• Testo fornito:
/---

Mi ero messo tutti contro, primi fra tutti i Consiglieri di maggioranza, gelosi di un assessore tecnico, dunque di uno che, non essendo un politico, occupava abusivamente un posto che “toccava di diritto” a un eletto, cioè a ognuno di loro.
Così, quando anticipai e portai alla discussione del Consiglio una parte del Piano del traffico, tutta la maggioranza mi votò contro, tranne il Presidente del Consiglio, che si astenne.
In effetti, era da già da qualche tempo che avevo sollecitato gli Uffici a procedere all’incarico del Piano del Traffico, e questi l’avevano affidato al prof. Corriere; nelle more, avevo proposto il senso unico in via Roma. Mi si rivoltarono tutti contro; quel senso unico, però, che avevo imposto con delibera di Giunta, è ancora lì, perché la semplice verità è che, in realtà, ha funzionato.
Io non potevo restare più ancora; non essendo un politico, non essendo abituato ai modi della politica, non avendo nessun desiderio di fare carriera politica, dissi a tutti quanti: “io il mio compito l’ho assolto, dovevo portare avanti le carte per il Piano Regolatore; ecco, adesso le carte ci sono, basta che chiamiate l’architetto progettista e gli diciate che c’è tutto, gliele mandate e così, finalmente, può cominciare a lavorare; detto questo, mi dimisi. In effetti lo spunto (l’aiuto?) me l’offrì il Sindaco, e io lo colsi al volo, quando proprio sullo Studio di fattibilità per il riassetto del Lungomare decise di trasferirne la responsabilità di controllo da un funzionario a un altro, senza avvertirmi. Ma fu solo uno spunto. In effetti non ne potevo più.
D - Cosa è accaduto dopo?

\---

(Dati registrati)
/---

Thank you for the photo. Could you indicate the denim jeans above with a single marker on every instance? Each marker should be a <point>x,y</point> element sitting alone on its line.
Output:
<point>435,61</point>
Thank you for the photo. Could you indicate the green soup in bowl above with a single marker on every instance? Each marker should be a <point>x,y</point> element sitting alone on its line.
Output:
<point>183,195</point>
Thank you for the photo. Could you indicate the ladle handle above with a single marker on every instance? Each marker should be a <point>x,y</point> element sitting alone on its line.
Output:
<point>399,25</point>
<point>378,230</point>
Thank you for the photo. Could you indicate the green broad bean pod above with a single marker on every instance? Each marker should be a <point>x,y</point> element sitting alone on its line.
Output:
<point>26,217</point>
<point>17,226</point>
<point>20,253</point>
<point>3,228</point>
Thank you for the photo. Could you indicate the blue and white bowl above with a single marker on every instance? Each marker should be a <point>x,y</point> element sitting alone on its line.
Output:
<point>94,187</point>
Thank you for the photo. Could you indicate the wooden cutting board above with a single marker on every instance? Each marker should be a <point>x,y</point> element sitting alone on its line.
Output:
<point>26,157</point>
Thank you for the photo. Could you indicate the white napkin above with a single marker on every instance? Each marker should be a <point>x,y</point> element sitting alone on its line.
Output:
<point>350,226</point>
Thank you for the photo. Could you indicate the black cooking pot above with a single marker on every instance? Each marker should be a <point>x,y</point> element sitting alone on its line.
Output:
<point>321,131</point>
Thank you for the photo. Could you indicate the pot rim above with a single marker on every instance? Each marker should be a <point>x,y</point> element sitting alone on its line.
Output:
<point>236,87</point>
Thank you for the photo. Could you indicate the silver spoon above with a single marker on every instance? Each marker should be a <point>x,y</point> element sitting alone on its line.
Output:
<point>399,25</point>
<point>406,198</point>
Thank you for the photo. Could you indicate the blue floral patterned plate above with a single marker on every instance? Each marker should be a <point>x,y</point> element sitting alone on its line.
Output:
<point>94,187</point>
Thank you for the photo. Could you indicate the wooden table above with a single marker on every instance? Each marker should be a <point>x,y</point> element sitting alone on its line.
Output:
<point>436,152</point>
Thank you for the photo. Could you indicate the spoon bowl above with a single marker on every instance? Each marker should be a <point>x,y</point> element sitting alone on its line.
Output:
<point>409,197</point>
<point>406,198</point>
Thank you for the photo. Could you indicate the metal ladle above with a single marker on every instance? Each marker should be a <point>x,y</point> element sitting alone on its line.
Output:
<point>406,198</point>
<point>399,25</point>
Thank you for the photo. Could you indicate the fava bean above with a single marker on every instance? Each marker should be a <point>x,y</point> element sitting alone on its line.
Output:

\---

• Cosa fare:
**a)** Nel testo sulle dimissioni dell'assessore tecnico, a chi avevano affidato gli Uffici l'incarico del Piano del Traffico?
**b)** Riporta dal testo sulle dimissioni dell'assessore tecnico tutto ciò che va da "In effetti, era" fino a "realtà, ha funzionato.".
**c)** Prosegui il testo sulle dimissioni dell'assessore tecnico a partire dal punto in cui si ferma.

• Risposte in ordine:
**a)** Al prof. Corriere.

**b)**
In effetti, era da già da qualche tempo che avevo sollecitato gli Uffici a procedere all’incarico del Piano del Traffico, e questi l’avevano affidato al prof. Corriere; nelle more, avevo proposto il senso unico in via Roma. Mi si rivoltarono tutti contro; quel senso unico, però, che avevo imposto con delibera di Giunta, è ancora lì, perché la semplice verità è che, in realtà, ha funzionato.

**c)**
R - Per i mesi seguenti non credo sia successo più nulla, intendo per portare avanti il PRG. Anzi, circa un mese dopo le mie dimissioni da assessore, si dimise dall’incarico anche il progettista del Piano Regolatore: una volta che aveva le carte – e finalmente poteva lavorare – pensò bene di rinunciare. In tutto, aveva prodotto prestazioni solo per alcuni impegni collaterali, sui PRUSST.
Finì che tutto tornò nel dimenticatoio.
A un certo punto, tuttavia, ebbi la sorpresa di trovarmi incaricato, insieme col prof. Giuseppe Trombino, di una consulenza per il PRG, per coadiuvare il nuovo progettista, cioè l’arch. La Barbera, funzionario tecnico del Comune.
Si era all’inizio del 2004.
L’incarico di consulenza non proveniva dall’Amministrazione comunale ma (visto che il Piano non andava avanti) venne affidato per impulso di un Commissario regionale ad acta. Infatti, quando il Comune non porta avanti, oltre un certo limite, la progettazione urbanistica già avviata, la Regione nomina un Commissario che procede d’ufficio. Non so, francamente, se quella nomina o incarico di consulenza fosse dipeso da una valutazione positiva del mio precedente impegno amministrativo nei confronti del PRG, o semplicemente perché ero a Cefalù uno di quelli che potevano adoperarsi con qualche competenza a sostegno del suo progetto. La mia consulenza, riguardava, è importante dirlo, solo gli aspetti delle infrastrutture, anche se proprio questi aspetti ormai avevano assunto a Cefalù un ruolo centrale, diventando la principale questione urbanistica da affrontare e risolvere.
L’altro consulente, il prof. Trombino, fu certamente nominato per meriti professionali di tutta evidenza, in quanto docente universitario di Urbanistica, e Presidente della sezione siciliana dell’Istituto Nazionale di Urbanistica, nonché estensore della bozza di legge urbanistica della Regione siciliana che ancora il Parlamento regionale, dopo tanti anni, neppure ha iniziato a discutere; in ogni caso, la persona era e resta una delle più autorevoli nel campo dell’urbanistica in Sicilia. Dunque, prendemmo in mano le carte di base, aggiornandole per quanto occorreva. Facemmo all’inizio parecchi sopralluoghi; dove erano intervenute delle modifiche, in verità pochissime, ci aiutammo con le carte di progetto disponibili in Comune, naturalmente riscontrandole nel sito. Fatti i pochi aggiornamenti necessari, producemmo la nostra consulenza, che consegnammo al progettista nel 2007, in febbraio.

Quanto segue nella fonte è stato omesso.